■ GOAL:
Please write out the lines below word for word, leaving out the pictures.

■ INFORMATION GIVEN:
━━━━━━━━━━

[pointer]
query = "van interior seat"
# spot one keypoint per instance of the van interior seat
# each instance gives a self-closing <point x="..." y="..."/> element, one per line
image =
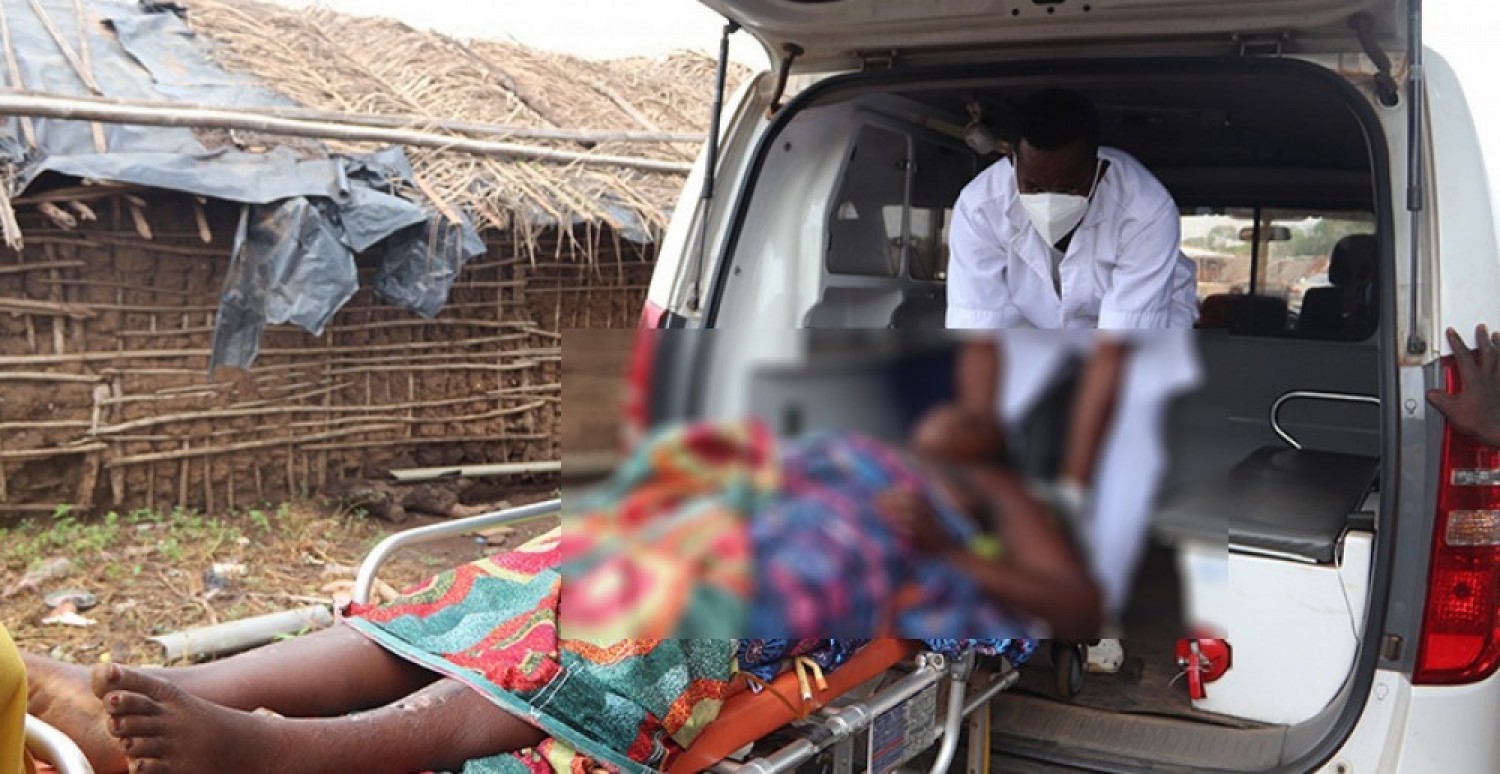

━━━━━━━━━━

■ TASK SOLUTION:
[pointer]
query = "van interior seat"
# spot one keypoint per instance of the van interior seat
# each instance gives a self-closing <point x="..." y="..."/> element, one per line
image =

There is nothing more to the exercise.